ÉNONCÉ DE LA CONSIGNE >> Recopiez à l'identique la partie du passage à lire qui commence à « Je pourrais encore » et se termine à « tout le groupe. ».

PASSAGE À LIRE >>
****
Je pense à telle personne, qui, comme ça arrive trop souvent, est en addiction sur internet, sur des questions de pornographie etc.…

Combien de temps, trois ans sans doute, avant d’oser demander une aide à un professionnel… en disant : "je veux m’en sortir… Comme je vois que je ne m’en sors pas tout seul, je me rends compte que je me fais du mal, je ne m’en sors pas. Et donc, j'arrive à la décision de dire : je vais me faire aider". Voilà.

Combien de couples que je vois dans des situations de relations homme-femme difficiles. Des dialogues compliqués… Ah ! la ! la ! Et parfois, au-delà du dialogue… ça veut dire qu’il y eut des épreuves, des trahisons,… et puis des hommes et des femmes qui vivent avec et à travers et combien il y a des choix qui se font humbles, modestes, mais en même temps très forts et très courageux, on est dans l’incarnation, on n’est pas dans des choix qui sont dans des rêves d’une générosité débordante, on est dans… ça sonne, ça sonne juste !

Je pourrais encore pour vous donner deux, trois choix…

Un, complétement extérieur : un groupe de jeunes autistes, à Lourdes… en animation de ce groupe j'essaye de les faire parler, partager. Un jeune autiste de 10 ans, j’allais dire "pète un peu les plombs", et devient insupportable, se met à crier, et donc comme animateur, il faut faire quelque chose… je vais l’exclure, je vais… etc… Il sème la pagaille dans tout le groupe.
****
INFORMATIONS EXTRAITES >>
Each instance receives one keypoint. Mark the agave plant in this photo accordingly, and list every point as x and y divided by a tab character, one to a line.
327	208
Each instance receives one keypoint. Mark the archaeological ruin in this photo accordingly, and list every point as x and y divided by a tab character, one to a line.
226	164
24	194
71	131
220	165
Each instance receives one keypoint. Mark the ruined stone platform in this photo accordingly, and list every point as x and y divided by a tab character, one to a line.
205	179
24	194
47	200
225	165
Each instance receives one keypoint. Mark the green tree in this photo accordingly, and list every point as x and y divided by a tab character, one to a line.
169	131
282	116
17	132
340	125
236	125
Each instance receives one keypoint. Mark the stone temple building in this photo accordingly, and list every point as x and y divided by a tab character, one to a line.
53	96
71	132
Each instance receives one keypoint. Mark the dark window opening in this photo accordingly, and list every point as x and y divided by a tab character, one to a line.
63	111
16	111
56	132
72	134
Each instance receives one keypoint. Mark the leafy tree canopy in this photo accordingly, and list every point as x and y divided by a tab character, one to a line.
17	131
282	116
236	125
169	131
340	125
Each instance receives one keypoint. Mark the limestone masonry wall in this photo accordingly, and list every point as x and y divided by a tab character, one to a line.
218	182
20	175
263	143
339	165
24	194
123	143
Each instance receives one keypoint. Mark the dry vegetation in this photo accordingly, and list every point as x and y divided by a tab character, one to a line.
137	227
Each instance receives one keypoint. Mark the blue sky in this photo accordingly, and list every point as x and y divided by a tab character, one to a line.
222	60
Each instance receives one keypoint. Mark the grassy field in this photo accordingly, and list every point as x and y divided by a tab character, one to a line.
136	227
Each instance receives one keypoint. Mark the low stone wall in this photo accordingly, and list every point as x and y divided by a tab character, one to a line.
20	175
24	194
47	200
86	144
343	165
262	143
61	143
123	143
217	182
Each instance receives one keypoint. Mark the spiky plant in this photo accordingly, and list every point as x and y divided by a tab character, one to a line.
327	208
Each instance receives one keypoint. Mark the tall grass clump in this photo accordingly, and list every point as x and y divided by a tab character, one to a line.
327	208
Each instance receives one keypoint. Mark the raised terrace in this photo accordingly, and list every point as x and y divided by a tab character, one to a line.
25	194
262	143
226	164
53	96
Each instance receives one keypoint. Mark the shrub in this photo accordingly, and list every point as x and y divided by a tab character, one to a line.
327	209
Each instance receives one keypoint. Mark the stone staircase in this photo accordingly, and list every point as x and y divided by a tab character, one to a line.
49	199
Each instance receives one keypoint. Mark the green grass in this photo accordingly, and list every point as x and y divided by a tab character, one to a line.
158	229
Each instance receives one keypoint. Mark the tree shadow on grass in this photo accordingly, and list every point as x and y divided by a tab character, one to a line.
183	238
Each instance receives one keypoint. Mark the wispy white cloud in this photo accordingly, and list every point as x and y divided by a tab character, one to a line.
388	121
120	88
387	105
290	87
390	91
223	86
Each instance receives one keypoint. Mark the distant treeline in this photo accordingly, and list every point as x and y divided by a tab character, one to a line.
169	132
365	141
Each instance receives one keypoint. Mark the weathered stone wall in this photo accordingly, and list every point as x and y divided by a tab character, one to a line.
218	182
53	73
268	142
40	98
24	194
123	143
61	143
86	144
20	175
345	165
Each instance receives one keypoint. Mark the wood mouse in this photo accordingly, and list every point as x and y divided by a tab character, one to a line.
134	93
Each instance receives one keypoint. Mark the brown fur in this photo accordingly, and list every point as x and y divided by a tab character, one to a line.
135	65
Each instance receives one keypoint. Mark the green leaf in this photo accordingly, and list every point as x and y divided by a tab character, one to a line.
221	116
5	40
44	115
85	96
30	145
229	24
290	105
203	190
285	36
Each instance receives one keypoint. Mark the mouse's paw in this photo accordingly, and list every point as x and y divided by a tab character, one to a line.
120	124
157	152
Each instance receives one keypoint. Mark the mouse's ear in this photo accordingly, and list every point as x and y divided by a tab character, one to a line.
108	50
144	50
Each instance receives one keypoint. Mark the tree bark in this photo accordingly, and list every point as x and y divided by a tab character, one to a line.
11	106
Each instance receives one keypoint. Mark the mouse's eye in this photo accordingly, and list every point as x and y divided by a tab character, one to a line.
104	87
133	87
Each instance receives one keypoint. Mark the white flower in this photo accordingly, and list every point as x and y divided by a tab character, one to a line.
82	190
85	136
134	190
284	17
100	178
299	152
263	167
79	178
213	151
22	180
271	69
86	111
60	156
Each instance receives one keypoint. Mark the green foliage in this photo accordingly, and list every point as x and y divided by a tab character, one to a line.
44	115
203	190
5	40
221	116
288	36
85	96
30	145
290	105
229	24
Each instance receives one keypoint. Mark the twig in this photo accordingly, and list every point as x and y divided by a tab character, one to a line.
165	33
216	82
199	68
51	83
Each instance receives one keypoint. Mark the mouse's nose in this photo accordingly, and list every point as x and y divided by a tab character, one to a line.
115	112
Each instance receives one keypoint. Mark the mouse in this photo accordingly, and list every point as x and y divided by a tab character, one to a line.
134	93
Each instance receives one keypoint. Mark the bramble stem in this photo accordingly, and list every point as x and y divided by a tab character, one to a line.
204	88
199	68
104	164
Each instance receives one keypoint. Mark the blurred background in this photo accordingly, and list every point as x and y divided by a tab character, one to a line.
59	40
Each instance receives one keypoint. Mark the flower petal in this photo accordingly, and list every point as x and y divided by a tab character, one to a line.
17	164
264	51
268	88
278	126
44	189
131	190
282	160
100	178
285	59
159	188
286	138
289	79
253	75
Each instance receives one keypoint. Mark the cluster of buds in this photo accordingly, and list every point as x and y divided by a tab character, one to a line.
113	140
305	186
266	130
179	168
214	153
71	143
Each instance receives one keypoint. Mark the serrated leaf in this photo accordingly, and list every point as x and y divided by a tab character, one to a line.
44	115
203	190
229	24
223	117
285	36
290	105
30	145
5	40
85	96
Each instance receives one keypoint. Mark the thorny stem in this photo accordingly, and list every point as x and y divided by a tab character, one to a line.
****
RÉPONSE RÉDIGÉE >>
Je pourrais encore pour vous donner deux, trois choix…

Un, complétement extérieur : un groupe de jeunes autistes, à Lourdes… en animation de ce groupe j'essaye de les faire parler, partager. Un jeune autiste de 10 ans, j’allais dire "pète un peu les plombs", et devient insupportable, se met à crier, et donc comme animateur, il faut faire quelque chose… je vais l’exclure, je vais… etc… Il sème la pagaille dans tout le groupe.